### Aim of the exercise
Recast the lines of the data below as a JSON list of strings, one string per line and no blank lines, covering everything from the line that contains "target | tall conifer tree" down to the line that contains "x=387 y=1325", both included.

[Some records]

— Start —

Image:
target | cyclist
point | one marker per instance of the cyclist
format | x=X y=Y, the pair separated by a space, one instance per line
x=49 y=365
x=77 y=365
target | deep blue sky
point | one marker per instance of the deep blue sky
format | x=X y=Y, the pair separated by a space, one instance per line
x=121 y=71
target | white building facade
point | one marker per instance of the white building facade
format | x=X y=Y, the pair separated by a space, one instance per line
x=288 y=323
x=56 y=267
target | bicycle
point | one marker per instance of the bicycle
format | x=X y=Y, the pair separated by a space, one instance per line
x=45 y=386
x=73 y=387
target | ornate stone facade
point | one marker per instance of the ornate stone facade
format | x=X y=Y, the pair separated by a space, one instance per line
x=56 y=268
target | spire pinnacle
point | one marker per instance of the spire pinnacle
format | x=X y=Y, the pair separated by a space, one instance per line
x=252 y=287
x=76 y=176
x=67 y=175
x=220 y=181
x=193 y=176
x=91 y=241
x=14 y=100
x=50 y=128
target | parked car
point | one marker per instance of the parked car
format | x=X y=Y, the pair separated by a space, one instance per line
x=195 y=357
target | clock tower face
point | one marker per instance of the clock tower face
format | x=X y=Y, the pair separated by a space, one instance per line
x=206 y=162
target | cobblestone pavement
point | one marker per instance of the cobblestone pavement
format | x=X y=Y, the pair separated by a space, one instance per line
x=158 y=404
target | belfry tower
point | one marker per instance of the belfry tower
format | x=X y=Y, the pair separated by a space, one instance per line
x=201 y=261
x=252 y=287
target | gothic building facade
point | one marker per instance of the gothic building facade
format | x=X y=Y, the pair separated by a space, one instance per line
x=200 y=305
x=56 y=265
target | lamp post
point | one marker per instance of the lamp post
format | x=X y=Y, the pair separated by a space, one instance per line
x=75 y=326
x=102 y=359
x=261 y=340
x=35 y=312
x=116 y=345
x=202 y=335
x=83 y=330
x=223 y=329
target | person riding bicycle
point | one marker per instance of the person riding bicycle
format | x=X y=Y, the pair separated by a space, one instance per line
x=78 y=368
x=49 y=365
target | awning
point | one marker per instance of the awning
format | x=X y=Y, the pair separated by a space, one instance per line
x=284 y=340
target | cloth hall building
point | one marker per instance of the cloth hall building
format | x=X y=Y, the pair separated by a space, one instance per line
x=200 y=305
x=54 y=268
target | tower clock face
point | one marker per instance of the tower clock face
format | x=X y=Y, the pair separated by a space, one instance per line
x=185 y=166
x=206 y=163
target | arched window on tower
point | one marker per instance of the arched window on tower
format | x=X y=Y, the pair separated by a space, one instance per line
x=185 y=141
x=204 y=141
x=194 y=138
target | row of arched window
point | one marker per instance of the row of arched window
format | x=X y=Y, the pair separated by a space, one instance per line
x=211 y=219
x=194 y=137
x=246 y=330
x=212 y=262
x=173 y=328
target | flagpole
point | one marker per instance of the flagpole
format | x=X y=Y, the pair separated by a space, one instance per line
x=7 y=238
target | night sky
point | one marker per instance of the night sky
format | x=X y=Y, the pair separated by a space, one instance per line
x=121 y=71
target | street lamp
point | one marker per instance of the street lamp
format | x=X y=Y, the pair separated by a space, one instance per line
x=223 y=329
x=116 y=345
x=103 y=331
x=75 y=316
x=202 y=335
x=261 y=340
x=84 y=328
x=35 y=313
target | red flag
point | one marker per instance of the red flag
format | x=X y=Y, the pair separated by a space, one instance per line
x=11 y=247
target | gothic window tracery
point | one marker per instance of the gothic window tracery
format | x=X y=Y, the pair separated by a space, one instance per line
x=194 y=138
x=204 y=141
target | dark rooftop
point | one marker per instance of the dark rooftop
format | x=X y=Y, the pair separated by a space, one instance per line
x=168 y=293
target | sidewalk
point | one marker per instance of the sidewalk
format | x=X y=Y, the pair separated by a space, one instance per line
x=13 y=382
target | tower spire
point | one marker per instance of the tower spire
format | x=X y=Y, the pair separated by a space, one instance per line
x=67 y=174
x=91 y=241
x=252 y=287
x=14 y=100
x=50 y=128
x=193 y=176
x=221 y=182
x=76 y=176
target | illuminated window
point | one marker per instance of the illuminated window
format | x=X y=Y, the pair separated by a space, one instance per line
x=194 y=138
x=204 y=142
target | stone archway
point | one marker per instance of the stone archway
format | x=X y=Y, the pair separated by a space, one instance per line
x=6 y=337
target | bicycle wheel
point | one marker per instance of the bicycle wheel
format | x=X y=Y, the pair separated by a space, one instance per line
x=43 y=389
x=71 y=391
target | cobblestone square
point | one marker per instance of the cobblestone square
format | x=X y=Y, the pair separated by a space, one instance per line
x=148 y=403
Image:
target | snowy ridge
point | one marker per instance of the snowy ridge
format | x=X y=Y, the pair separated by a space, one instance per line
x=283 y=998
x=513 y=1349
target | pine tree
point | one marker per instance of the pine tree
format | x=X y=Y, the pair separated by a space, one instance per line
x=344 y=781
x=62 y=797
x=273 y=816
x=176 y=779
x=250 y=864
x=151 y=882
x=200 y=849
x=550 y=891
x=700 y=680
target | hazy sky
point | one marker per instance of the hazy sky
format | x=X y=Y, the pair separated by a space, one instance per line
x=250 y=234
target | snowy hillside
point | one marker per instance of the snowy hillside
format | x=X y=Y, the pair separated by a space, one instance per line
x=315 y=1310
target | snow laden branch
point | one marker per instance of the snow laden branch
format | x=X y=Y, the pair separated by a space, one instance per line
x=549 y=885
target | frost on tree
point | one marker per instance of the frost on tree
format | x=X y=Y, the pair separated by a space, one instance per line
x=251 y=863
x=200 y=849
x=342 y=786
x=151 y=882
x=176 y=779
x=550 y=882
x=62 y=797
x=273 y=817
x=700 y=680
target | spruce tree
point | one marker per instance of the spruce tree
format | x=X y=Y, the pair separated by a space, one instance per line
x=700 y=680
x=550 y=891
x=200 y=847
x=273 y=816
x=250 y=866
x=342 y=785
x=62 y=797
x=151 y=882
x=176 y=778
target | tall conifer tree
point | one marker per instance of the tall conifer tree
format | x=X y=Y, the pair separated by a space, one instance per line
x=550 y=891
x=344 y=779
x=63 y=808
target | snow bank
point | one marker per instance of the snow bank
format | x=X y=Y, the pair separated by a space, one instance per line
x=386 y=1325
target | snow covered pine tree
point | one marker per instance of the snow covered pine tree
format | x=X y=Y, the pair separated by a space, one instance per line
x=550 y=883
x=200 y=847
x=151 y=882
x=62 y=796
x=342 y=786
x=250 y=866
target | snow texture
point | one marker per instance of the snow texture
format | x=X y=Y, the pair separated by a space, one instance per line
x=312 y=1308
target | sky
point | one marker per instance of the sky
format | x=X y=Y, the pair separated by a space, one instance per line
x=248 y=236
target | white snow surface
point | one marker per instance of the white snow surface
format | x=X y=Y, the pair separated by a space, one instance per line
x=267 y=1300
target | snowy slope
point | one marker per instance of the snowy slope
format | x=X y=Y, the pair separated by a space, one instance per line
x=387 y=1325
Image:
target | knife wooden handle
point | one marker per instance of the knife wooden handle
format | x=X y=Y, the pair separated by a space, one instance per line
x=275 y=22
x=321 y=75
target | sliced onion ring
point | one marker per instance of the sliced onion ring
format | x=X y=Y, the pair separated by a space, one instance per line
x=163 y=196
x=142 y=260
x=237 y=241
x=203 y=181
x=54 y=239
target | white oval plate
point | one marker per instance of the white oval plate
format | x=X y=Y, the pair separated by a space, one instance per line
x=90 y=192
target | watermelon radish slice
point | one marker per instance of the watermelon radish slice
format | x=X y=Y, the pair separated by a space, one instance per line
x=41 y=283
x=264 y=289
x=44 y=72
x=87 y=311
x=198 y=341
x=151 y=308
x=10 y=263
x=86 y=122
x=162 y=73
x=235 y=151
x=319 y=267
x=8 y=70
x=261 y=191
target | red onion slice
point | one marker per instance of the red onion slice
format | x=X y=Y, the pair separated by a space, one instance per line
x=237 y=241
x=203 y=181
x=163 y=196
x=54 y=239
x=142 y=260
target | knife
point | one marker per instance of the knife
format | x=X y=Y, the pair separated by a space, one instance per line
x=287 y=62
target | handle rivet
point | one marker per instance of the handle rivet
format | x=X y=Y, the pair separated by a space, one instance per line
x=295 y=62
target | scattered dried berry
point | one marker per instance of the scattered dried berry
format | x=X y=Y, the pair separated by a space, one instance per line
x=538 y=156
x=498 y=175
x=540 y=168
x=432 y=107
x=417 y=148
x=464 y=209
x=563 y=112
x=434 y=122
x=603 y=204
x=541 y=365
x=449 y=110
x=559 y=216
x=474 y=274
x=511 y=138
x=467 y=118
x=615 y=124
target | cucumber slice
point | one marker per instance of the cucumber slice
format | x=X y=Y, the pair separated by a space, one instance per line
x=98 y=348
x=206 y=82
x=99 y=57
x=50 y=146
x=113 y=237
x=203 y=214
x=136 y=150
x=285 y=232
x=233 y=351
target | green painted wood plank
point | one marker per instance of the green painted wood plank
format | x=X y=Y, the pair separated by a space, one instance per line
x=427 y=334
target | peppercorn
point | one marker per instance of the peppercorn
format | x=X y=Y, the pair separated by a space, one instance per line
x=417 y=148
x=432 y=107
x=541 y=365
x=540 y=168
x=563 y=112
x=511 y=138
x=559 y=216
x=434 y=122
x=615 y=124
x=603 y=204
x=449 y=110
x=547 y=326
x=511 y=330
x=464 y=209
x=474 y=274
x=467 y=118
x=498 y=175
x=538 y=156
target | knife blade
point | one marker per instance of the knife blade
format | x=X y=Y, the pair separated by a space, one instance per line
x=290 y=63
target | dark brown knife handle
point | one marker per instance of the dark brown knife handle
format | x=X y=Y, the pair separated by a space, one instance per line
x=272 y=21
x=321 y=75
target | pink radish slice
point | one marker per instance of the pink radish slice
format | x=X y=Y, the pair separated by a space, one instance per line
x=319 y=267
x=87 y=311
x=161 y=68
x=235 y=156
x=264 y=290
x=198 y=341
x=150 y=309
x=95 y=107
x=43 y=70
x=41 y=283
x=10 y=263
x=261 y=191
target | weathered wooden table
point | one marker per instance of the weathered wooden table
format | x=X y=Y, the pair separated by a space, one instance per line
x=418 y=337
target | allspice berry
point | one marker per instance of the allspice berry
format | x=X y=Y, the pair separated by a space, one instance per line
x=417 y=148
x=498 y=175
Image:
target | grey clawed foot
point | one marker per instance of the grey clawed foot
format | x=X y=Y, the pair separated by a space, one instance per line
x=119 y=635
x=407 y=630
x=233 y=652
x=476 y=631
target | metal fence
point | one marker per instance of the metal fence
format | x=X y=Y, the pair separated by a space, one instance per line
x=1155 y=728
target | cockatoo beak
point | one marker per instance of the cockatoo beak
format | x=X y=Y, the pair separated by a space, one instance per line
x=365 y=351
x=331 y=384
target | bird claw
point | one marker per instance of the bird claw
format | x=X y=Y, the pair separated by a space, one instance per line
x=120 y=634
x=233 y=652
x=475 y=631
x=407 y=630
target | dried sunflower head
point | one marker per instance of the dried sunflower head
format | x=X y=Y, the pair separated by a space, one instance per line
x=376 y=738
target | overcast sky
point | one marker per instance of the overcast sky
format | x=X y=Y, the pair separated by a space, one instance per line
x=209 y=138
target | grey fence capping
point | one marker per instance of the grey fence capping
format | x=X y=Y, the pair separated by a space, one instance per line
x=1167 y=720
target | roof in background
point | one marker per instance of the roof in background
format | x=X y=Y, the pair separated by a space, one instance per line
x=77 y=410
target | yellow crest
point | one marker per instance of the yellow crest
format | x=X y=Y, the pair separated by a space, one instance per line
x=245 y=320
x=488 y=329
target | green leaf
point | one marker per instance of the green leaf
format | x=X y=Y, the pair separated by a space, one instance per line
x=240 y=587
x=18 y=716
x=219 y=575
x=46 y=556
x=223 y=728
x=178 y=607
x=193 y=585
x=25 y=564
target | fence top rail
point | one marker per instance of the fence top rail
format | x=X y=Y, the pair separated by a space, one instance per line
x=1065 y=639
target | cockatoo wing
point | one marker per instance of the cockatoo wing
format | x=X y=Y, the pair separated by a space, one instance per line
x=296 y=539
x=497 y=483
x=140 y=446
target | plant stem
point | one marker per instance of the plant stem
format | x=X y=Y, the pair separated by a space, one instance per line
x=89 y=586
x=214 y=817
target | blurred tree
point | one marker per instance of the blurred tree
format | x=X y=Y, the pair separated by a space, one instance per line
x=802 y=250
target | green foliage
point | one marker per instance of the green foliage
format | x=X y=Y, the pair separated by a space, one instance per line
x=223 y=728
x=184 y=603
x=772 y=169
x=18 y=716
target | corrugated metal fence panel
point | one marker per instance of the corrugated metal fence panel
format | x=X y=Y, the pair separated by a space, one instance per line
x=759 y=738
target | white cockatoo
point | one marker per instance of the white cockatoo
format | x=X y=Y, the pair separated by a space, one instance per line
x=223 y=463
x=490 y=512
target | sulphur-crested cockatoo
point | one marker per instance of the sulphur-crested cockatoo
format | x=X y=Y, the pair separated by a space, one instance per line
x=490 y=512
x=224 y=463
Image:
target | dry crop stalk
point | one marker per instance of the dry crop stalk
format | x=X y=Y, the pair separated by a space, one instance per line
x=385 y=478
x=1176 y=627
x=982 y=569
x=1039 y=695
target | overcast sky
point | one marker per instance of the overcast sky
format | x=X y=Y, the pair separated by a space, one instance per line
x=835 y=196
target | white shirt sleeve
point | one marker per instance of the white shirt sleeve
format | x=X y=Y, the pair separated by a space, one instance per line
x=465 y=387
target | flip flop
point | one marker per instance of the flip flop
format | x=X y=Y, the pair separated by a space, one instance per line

— End —

### Result of the exercise
[
  "target | tall conifer tree",
  "point | one marker per instance of the tall conifer tree",
  "format | x=X y=Y, the pair separated by a space, one instance per line",
  "x=550 y=891",
  "x=344 y=779",
  "x=63 y=808",
  "target | snow bank",
  "point | one marker per instance of the snow bank",
  "format | x=X y=Y, the pair separated by a space, one instance per line",
  "x=386 y=1325",
  "target | snow covered pine tree",
  "point | one marker per instance of the snow covered pine tree",
  "format | x=X y=Y, the pair separated by a space, one instance per line",
  "x=550 y=883",
  "x=200 y=847",
  "x=151 y=882",
  "x=62 y=796",
  "x=342 y=786",
  "x=250 y=866",
  "target | snow texture",
  "point | one marker per instance of the snow texture",
  "format | x=X y=Y, the pair separated by a space, one instance per line",
  "x=312 y=1308",
  "target | sky",
  "point | one marker per instance of the sky",
  "format | x=X y=Y, the pair separated by a space, one instance per line",
  "x=248 y=236",
  "target | white snow surface",
  "point | one marker per instance of the white snow surface",
  "format | x=X y=Y, the pair separated by a space, one instance per line",
  "x=267 y=1300",
  "target | snowy slope",
  "point | one marker per instance of the snowy slope",
  "format | x=X y=Y, the pair separated by a space, one instance per line",
  "x=387 y=1325"
]